REQUIRED TASK - Exactly as written, print each record in the listing.

RECORDS FOR THE EXERCISE -
====================

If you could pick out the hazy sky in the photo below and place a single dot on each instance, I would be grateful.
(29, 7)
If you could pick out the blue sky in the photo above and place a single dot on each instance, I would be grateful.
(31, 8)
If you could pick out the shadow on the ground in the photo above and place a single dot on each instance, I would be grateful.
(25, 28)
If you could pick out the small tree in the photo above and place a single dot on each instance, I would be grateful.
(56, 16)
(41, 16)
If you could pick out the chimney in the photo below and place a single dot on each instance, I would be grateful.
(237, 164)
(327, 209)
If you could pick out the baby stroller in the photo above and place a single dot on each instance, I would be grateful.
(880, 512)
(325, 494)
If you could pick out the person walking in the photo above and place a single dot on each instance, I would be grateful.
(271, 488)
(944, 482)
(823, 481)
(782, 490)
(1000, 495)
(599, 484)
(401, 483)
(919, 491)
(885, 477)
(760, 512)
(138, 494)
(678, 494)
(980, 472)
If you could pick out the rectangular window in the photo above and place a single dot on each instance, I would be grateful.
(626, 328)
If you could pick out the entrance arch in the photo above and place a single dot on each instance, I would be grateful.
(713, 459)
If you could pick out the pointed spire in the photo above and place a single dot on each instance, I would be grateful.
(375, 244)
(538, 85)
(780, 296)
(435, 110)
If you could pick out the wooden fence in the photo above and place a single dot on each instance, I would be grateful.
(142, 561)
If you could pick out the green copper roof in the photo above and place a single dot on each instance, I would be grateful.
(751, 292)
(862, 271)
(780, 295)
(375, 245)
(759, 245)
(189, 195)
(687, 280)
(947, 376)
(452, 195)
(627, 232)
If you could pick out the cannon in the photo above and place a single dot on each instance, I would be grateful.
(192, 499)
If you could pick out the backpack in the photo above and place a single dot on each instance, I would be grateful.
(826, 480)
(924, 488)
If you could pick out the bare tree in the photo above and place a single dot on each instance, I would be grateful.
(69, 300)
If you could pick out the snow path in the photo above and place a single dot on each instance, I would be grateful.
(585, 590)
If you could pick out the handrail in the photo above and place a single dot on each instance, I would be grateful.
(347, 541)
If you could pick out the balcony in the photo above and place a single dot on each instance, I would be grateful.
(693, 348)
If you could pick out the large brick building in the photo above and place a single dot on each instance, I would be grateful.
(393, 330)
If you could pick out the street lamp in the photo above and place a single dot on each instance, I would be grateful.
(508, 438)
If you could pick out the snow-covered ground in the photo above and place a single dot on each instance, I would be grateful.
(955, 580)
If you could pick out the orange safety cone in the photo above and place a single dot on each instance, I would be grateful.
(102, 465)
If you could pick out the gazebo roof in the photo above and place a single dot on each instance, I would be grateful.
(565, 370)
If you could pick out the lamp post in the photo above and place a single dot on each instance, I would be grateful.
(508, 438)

====================

COMPLETE OUTPUT -
If you could pick out the hazy sky in the photo below and place a single dot on each instance, I would be grateful.
(29, 7)
If you could pick out the blue sky in the photo above and place a single dot on each instance, I would be grateful.
(31, 8)
If you could pick out the shadow on the ground in the photo above and place a single dot on each instance, I would be grateful.
(25, 28)
If you could pick out the small tree in the photo above and place a single dot on each instance, I would be grateful.
(56, 16)
(41, 16)
If you could pick out the chimney in the photo below and place a single dot on each instance, I would be grateful.
(237, 164)
(327, 209)
If you could pick out the baby stroller in the photo above and place a single dot on each instance, I would be grateful.
(880, 512)
(325, 494)
If you could pick out the person walking in the photo above and place a single dot on each instance, I would be grateful.
(271, 488)
(944, 482)
(823, 481)
(782, 490)
(1000, 495)
(599, 484)
(401, 483)
(919, 491)
(885, 477)
(760, 512)
(138, 494)
(678, 494)
(980, 472)
If you could pick out the rectangular window in the photo above and place a single dot on each instance, I would be grateful.
(626, 328)
If you could pick out the entrance arch in the photo above and place a single dot on each instance, I would be grateful.
(713, 459)
If you could pick out the pointed spire in the photo above and place a single dot on each instance, I would be grateful.
(375, 244)
(538, 85)
(780, 296)
(435, 110)
If you could pick out the wooden fence in the photo above and place a single dot on each instance, I would be grateful.
(142, 561)
If you could pick out the green copper roof in the photo above and place a single dot on each instance, I would be grateful.
(751, 292)
(862, 271)
(780, 295)
(375, 245)
(759, 245)
(189, 195)
(687, 280)
(947, 376)
(452, 195)
(627, 232)
If you could pick out the cannon in the photo above and place a single dot on each instance, I would be grateful.
(192, 499)
If you could pick out the backpack in the photo above and place a single dot on each instance, I would be grateful.
(826, 480)
(924, 488)
If you could pick out the bare tree in the photo above and place a single dot on each instance, I would be grateful.
(69, 300)
If you could pick out the snow path in the photo above and place a single dot on each instance, I would be grateful.
(585, 590)
If you could pick out the handrail in the photo above and place a single dot on each instance, I would be grateful.
(347, 541)
If you could pick out the balcony in the photo above and place a single dot on each instance, I would be grateful.
(693, 348)
If you could pick out the large brick building in the photo above and place a single dot on each instance, I would be grateful.
(393, 330)
If you could pick out the street lamp in the photo above and place a single dot on each instance, I would be grateful.
(508, 438)
If you could pick out the snow-covered ground in the photo above and place a single dot on each instance, I would be grateful.
(955, 580)
If you could pick out the orange safety cone in the photo above and place a single dot on each instance, I would be grateful.
(102, 465)
If you could pick out the gazebo roof in the photo above and place a single dot on each instance, I would be grateful.
(565, 370)
If you could pick out the lamp post in the photo above and place a single dot on each instance, I would be grateful.
(508, 438)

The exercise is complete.